--- Document passage ---

Tonight I was reading what seemed like a genuine good news story: Obama is to announce Wednesday the schedule for pulling the surge troops out of Afghanistan. Various options are being considered, but things seem to be settling around getting most or all 30,000 out by the end of 2012.
Then I get to the end of the article and I learn that that actually leaves 68,000 soldiers there. Which is more than when Obama entered office.
Ridiculous. Shame on me for not knowing that we have 100,000 troops in Afghanistan. It's so easy to ignore the issue and pretend it's not there.
I don't blame Obama, of course. He's cleaning up the other guy's mess. But damnit, we need to end this thing.
I watched Restrepo the other day, which was co-directed by Tim Hetherington, who was recently killed in Libya covering that war. It's like a non-fiction version of The Hurt Locker. I keep thinking of the horrible things we're putting these kids through -- experiences that will stay with them and scar them forever.

--- Information supplied ---

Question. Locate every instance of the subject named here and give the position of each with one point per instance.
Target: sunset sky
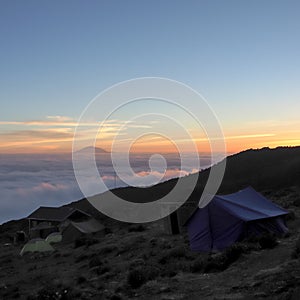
(56, 56)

---

Directions -
a) In the blog post above about Afghanistan troop levels, how many soldiers will remain in Afghanistan once the surge troops are withdrawn?
b) Summarize the blog post above about Afghanistan troop levels in two sentences.
c) Carry on the blog post above about Afghanistan troop levels from its final sentence.

Answers provided -
a) 68,000 soldiers will remain.

b) The writer welcomes news that Obama will announce a schedule for withdrawing the 30,000 surge troops from Afghanistan, likely by the end of 2012, but is dismayed to learn that this still leaves 68,000 soldiers there, more than when Obama took office. Without blaming Obama, the writer insists the war must end and, after watching Restrepo, reflects on the lasting scars the fighting leaves on young soldiers.

c)
And then I think of my Dad, and all he probably went through in Vietnam. The things he did and saw. The Agent Orange that his body absorbed and has been identified as a possible factor in his prostrate cancer (which, ironically, has been the very least of his problems). The jury's still out on whether it contributed to his early-onset Alzheimer's.
Of course, that's the physical damage. In a cruel sort of mercy he's also been relieved of whatever emotional/mental burdens he carried home. I wrote this the other day on Facebook. I don't think it's a particularly original thought, but it says what I've been feeling:
Really upbeat, I know.
On this Father's Day, thinking of all the fathers and sons (and mothers and daughters) we send off to fight our wars. For the warriors, the war never ends. They all come back wounded in one way or another. Only the dead find peace.